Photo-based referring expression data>
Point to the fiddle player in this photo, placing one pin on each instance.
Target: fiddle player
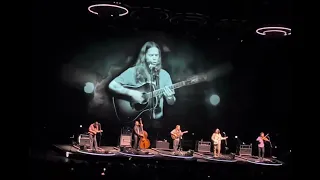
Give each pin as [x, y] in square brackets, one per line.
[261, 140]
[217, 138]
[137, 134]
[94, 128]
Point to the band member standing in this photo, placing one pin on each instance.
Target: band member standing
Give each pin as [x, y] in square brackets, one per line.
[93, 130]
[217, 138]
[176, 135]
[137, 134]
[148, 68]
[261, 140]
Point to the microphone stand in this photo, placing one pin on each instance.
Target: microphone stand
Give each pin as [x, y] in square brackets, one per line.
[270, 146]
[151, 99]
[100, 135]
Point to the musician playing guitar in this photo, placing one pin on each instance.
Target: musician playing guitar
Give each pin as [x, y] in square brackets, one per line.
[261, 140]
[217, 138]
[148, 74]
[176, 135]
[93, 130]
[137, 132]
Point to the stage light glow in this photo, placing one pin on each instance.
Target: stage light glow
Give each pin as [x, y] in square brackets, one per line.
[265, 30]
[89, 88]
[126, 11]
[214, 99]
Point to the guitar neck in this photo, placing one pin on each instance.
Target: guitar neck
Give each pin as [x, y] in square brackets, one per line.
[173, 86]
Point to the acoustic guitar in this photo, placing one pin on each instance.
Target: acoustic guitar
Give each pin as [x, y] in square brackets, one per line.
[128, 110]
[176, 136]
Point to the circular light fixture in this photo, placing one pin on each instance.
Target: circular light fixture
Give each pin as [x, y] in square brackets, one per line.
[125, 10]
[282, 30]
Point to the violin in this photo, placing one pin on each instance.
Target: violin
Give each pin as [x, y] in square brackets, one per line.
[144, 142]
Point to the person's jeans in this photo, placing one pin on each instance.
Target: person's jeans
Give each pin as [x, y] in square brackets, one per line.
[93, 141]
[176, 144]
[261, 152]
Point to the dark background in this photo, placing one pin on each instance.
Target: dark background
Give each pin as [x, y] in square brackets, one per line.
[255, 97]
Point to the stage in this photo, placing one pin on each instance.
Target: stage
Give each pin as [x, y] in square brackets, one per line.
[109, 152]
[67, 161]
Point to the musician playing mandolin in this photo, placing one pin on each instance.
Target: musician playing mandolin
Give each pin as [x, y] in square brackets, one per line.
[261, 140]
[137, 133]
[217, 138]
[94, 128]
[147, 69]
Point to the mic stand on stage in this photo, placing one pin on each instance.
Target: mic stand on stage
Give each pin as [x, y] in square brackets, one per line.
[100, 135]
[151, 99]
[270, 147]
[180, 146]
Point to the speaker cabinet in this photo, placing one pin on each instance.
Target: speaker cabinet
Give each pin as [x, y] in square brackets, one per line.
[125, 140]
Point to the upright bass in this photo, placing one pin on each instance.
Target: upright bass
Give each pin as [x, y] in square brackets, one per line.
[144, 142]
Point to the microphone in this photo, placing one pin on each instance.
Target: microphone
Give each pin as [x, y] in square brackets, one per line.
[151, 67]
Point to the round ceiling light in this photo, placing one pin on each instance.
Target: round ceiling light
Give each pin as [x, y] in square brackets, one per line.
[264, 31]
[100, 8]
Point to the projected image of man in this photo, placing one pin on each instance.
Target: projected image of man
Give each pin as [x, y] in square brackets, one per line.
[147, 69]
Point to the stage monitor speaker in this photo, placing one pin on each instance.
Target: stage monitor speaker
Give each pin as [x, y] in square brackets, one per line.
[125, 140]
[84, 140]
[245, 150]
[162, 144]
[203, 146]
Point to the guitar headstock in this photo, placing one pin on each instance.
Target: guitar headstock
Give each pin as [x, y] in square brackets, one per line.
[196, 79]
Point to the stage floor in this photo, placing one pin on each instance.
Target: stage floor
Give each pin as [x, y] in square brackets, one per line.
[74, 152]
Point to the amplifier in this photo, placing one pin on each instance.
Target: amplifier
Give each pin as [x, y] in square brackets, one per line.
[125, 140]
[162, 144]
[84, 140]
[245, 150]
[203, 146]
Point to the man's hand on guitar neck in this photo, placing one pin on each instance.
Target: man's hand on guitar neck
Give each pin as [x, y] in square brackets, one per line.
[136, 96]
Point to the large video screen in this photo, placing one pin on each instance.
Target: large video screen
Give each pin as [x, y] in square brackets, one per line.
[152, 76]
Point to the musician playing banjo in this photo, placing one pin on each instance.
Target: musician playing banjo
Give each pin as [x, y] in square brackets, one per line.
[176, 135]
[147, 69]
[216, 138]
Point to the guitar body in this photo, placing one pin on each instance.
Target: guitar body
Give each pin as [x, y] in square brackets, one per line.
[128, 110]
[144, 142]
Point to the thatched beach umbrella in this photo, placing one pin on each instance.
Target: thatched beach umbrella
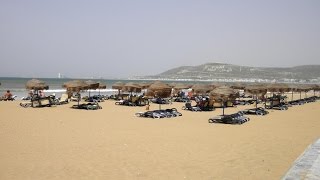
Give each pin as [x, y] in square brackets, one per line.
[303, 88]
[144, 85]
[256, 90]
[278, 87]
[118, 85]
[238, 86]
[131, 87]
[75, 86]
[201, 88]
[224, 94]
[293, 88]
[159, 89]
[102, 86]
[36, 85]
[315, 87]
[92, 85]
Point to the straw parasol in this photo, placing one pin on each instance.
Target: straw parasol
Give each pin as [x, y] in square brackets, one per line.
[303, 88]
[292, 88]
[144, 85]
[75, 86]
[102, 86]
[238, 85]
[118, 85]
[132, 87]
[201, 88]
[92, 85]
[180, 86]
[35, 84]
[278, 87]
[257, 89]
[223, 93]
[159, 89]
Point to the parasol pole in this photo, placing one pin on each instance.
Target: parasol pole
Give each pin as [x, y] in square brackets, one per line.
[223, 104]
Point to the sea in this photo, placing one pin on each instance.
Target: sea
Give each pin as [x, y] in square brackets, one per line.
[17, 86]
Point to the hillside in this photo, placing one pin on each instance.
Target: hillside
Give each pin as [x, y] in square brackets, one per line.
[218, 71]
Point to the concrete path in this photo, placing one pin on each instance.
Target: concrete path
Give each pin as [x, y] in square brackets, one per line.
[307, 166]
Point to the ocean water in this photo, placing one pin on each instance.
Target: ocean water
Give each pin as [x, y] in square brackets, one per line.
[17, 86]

WHAT NEEDS TO BE DONE> Based on the records above, how many lines hold the string "violin"? Answer with the number by itself.

EXERCISE RESULT> 2